- [WHAT YOU HAVE TO DO]: Rewrite the listing from its first line up to and including the line with "return: a list", replacing "blurred green background" with "out-of-focus foliage" and keeping everything else the same.

- [EXTRACTED DATA]:

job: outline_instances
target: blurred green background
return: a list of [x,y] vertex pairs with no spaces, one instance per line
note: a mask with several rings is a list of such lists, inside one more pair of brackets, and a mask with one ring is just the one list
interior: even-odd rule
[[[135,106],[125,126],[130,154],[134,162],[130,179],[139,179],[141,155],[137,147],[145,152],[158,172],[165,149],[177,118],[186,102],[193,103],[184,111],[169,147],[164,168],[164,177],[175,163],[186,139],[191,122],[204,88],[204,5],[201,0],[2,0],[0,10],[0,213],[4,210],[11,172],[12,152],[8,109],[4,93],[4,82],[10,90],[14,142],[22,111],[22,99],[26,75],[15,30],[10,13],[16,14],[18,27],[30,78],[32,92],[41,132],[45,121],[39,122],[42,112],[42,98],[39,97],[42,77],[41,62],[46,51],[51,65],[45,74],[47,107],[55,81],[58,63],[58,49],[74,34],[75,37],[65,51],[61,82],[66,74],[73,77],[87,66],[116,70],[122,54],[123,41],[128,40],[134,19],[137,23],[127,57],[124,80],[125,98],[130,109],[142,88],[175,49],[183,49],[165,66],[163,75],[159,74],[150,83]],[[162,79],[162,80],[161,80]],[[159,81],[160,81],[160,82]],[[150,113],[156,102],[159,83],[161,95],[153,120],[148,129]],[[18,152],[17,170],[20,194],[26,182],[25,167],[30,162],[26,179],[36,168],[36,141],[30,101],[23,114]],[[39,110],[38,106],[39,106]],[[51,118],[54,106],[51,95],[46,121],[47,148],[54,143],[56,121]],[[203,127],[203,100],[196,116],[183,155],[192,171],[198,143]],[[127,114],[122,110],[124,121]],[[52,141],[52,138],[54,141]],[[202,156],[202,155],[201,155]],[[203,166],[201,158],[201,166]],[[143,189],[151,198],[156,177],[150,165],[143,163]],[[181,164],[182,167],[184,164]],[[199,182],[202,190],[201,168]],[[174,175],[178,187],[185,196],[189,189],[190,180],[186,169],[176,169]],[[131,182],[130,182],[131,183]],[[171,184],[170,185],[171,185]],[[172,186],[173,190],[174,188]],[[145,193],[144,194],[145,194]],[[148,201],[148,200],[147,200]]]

- [COMPLETE ANSWER]:
job: outline_instances
target: out-of-focus foliage
return: a list of [x,y] vertex pairs with no spaces, one instance per line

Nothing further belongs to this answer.